▸ DESCRIPTION OF THE TASK: Rewrite the listing from the line containing "Can you find the overhead" through the end, inclusive, replacing "Tag" with "Mark" and changing nothing else. Omit the pictures.

----------

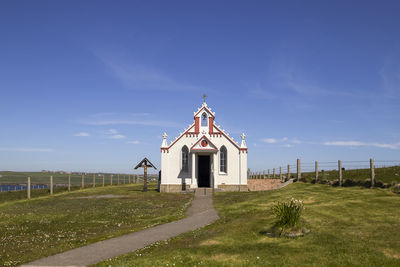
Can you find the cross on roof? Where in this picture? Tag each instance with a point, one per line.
(204, 98)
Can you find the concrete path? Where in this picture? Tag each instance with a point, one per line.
(200, 214)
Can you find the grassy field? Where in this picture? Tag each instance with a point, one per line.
(19, 195)
(47, 225)
(9, 177)
(349, 226)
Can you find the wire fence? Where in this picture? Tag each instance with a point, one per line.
(15, 181)
(382, 171)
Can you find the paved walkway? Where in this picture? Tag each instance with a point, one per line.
(200, 214)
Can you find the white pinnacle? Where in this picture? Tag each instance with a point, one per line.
(243, 144)
(164, 143)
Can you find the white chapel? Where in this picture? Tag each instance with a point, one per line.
(204, 155)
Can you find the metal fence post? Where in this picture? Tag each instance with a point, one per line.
(298, 169)
(51, 185)
(28, 188)
(372, 168)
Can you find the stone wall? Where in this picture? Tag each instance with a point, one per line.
(263, 184)
(172, 188)
(232, 187)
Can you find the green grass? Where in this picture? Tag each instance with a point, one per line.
(9, 177)
(21, 194)
(32, 229)
(349, 226)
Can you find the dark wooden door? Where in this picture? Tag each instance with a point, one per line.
(204, 171)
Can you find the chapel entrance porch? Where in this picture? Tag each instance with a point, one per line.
(204, 170)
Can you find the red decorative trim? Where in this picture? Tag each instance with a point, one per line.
(233, 142)
(207, 149)
(209, 111)
(197, 125)
(176, 140)
(210, 124)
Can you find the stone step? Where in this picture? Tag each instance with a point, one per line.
(203, 191)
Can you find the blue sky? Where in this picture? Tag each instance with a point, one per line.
(92, 85)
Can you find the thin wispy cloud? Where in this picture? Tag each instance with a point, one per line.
(135, 142)
(359, 144)
(82, 134)
(137, 76)
(143, 119)
(285, 141)
(390, 77)
(117, 136)
(25, 149)
(284, 79)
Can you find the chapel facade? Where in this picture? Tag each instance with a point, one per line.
(204, 155)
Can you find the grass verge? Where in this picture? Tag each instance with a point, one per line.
(349, 226)
(36, 228)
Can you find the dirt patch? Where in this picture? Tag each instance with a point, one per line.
(210, 242)
(103, 196)
(391, 253)
(226, 257)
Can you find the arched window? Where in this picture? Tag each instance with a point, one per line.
(185, 159)
(223, 156)
(204, 121)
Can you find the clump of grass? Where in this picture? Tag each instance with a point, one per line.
(288, 213)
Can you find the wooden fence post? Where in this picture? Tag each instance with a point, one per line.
(340, 172)
(372, 167)
(298, 169)
(28, 188)
(51, 185)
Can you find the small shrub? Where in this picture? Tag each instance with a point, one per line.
(288, 213)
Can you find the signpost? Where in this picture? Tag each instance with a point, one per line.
(145, 163)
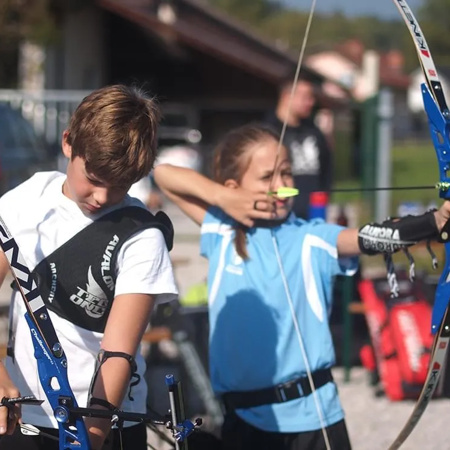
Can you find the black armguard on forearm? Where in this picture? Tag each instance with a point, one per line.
(394, 234)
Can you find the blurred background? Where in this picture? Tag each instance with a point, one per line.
(216, 64)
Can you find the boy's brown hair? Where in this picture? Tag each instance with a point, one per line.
(114, 130)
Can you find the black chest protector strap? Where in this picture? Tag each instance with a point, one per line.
(77, 281)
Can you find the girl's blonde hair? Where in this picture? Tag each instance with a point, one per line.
(232, 157)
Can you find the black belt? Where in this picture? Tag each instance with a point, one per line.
(300, 387)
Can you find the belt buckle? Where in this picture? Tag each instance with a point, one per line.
(288, 391)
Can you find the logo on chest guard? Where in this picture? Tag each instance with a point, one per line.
(53, 285)
(106, 262)
(92, 299)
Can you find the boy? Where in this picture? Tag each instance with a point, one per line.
(101, 261)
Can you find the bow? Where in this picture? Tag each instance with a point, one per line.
(52, 368)
(439, 124)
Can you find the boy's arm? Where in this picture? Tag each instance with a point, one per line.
(193, 193)
(391, 235)
(126, 324)
(8, 422)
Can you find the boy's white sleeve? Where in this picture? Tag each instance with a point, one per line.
(213, 226)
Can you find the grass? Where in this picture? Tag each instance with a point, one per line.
(412, 165)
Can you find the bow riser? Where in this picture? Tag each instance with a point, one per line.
(439, 126)
(51, 360)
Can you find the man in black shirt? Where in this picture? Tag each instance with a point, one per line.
(310, 153)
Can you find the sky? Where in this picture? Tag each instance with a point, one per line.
(353, 8)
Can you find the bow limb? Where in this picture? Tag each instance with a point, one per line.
(438, 120)
(51, 360)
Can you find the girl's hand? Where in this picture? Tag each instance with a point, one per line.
(442, 215)
(245, 206)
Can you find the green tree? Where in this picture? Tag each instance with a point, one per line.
(435, 23)
(20, 20)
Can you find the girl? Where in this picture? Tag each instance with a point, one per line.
(270, 284)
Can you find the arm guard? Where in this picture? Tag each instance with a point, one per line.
(394, 234)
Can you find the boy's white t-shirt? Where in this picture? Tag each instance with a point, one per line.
(41, 219)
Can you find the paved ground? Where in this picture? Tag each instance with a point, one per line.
(373, 422)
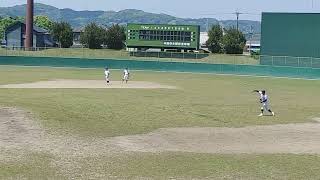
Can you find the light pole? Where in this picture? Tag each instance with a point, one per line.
(29, 25)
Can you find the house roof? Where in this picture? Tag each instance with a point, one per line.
(35, 28)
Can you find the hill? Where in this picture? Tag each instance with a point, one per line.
(79, 19)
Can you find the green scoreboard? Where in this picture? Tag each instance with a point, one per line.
(181, 37)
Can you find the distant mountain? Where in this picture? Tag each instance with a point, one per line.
(79, 19)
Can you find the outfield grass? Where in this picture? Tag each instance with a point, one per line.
(171, 166)
(203, 100)
(114, 54)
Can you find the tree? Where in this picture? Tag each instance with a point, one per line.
(62, 33)
(115, 37)
(234, 41)
(43, 22)
(214, 42)
(93, 36)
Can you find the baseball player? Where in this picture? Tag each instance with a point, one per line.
(126, 75)
(107, 74)
(264, 102)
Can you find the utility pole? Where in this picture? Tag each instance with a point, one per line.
(29, 25)
(237, 13)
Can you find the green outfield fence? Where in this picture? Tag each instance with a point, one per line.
(255, 70)
(304, 62)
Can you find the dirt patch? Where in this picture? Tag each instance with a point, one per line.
(19, 132)
(88, 84)
(20, 135)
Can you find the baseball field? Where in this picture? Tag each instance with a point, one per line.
(66, 123)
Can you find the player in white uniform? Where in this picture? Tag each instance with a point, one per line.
(125, 75)
(107, 74)
(264, 102)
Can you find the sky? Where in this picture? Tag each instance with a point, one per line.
(220, 9)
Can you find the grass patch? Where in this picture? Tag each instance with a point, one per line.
(33, 166)
(202, 101)
(201, 166)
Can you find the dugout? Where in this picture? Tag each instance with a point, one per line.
(290, 38)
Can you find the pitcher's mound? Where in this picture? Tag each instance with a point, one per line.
(88, 84)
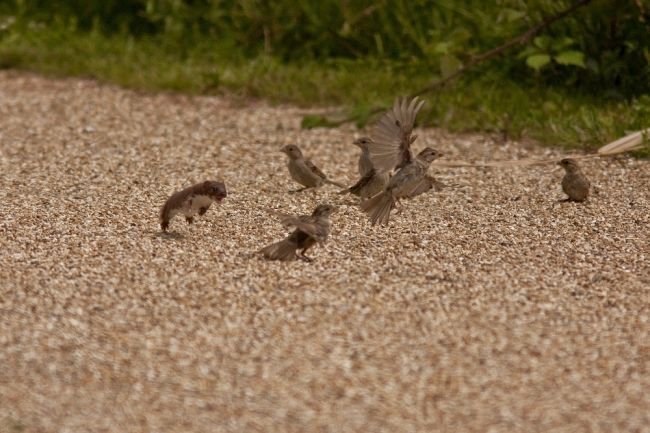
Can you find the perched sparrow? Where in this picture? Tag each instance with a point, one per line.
(303, 171)
(372, 183)
(390, 147)
(427, 183)
(309, 229)
(410, 180)
(191, 201)
(365, 164)
(574, 184)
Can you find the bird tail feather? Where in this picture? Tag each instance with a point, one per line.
(282, 250)
(378, 208)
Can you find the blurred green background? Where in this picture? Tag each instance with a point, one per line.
(581, 82)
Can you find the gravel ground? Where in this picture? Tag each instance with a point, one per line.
(488, 307)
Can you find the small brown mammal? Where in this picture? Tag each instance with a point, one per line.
(303, 171)
(309, 229)
(574, 184)
(191, 201)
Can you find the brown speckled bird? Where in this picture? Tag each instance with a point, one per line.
(303, 171)
(192, 201)
(390, 148)
(372, 181)
(309, 229)
(574, 184)
(365, 164)
(409, 181)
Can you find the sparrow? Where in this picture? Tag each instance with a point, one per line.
(365, 164)
(372, 181)
(309, 229)
(410, 180)
(427, 184)
(191, 201)
(303, 171)
(391, 139)
(574, 184)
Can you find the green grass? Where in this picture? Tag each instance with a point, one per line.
(480, 101)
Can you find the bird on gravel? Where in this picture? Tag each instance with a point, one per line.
(309, 230)
(192, 201)
(369, 185)
(390, 148)
(365, 164)
(409, 181)
(372, 181)
(303, 171)
(574, 184)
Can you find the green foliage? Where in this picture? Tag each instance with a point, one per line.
(582, 81)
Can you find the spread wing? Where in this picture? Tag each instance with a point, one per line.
(391, 136)
(305, 223)
(365, 180)
(310, 165)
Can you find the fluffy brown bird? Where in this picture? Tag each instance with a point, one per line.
(365, 164)
(303, 171)
(574, 184)
(191, 201)
(370, 184)
(409, 181)
(309, 229)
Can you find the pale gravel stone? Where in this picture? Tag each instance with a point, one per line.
(487, 307)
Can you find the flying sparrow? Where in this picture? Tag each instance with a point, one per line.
(309, 229)
(574, 184)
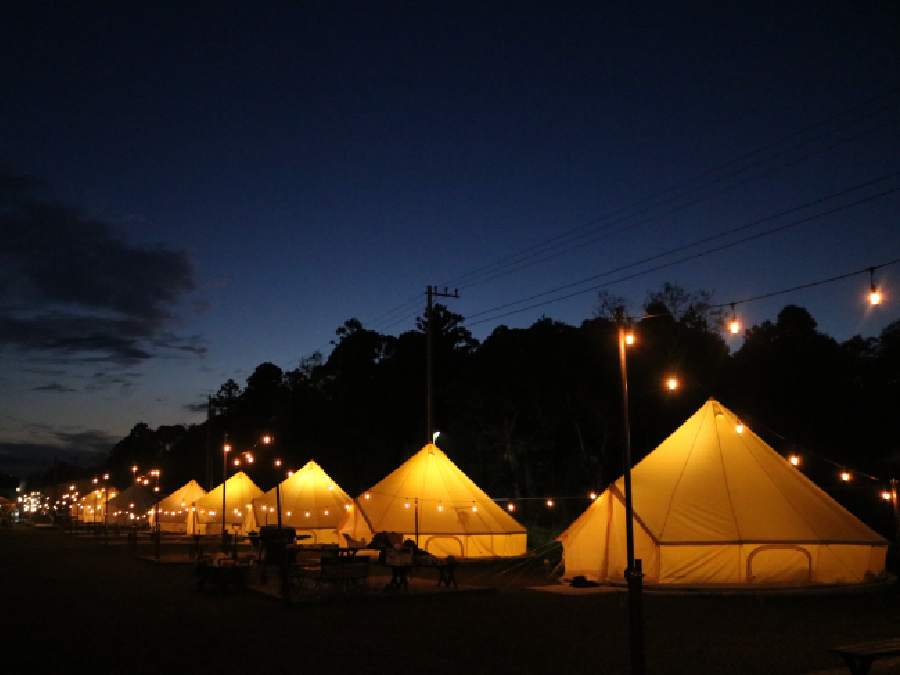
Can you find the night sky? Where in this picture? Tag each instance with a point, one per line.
(189, 192)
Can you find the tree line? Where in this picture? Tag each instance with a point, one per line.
(535, 412)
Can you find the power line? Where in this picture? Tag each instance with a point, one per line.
(811, 284)
(512, 258)
(696, 242)
(599, 234)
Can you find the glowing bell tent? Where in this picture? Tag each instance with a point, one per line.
(240, 492)
(178, 511)
(91, 506)
(130, 506)
(714, 504)
(311, 502)
(454, 516)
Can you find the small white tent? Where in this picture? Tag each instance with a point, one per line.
(714, 504)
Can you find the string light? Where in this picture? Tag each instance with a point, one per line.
(734, 325)
(875, 295)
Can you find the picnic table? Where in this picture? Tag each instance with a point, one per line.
(223, 571)
(859, 657)
(337, 567)
(402, 561)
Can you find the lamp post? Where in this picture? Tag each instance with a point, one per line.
(633, 574)
(157, 530)
(226, 448)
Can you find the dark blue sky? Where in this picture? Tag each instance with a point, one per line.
(293, 165)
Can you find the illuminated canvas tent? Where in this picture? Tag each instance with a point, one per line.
(178, 511)
(91, 506)
(454, 516)
(130, 506)
(714, 504)
(240, 492)
(311, 503)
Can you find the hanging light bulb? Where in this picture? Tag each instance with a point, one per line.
(875, 295)
(734, 324)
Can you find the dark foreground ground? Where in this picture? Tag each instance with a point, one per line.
(75, 605)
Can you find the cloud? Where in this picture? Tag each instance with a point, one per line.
(55, 387)
(76, 447)
(72, 290)
(198, 407)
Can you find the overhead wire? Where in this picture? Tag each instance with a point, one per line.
(511, 258)
(692, 244)
(694, 256)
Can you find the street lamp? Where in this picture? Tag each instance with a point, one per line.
(633, 574)
(226, 448)
(157, 534)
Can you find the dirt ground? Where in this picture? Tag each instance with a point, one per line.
(75, 605)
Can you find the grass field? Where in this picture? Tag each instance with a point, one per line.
(74, 605)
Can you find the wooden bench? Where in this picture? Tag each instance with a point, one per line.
(860, 657)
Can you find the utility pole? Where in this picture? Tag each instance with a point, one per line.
(431, 292)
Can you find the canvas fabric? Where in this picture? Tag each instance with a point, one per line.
(455, 517)
(715, 506)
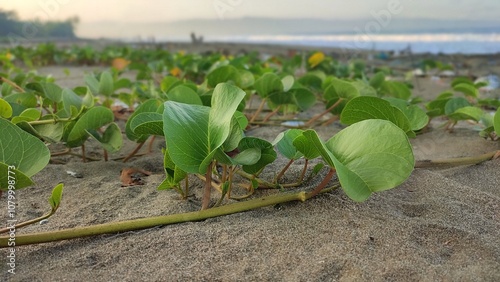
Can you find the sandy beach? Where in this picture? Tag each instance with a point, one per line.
(442, 224)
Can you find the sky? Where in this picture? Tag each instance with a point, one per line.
(172, 10)
(120, 17)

----------

▸ FULL OUTPUT:
Can you find the overhead wire? Where in this picture? Mark each instance with a point, one per line.
(511, 258)
(692, 244)
(694, 256)
Can you find the street lamp? Where in this picture? Mark each instance with a point, one per line.
(633, 574)
(226, 448)
(157, 534)
Can you find the dirt ground? Where in this picture? Mark each instance with a point, one per line.
(75, 605)
Can you find the grass field? Where in this picture? Mark each instance with a point, one per line.
(74, 605)
Can you find the wooden bench? Where in this picture? Mark each instance with a point, one per line.
(860, 657)
Can you find the utility pole? Where in this picture? Mark each instance with a point, one per line.
(431, 292)
Can you find the canvas fabric? Where in this picture? Mark each instance with a point, one per line.
(455, 517)
(715, 506)
Can you find the sandy beach? Where in this picture? Mark each instance with a point, one per line.
(442, 224)
Can you find the sky? Where in this picture? Mark each instance with a point, one per line.
(172, 10)
(120, 17)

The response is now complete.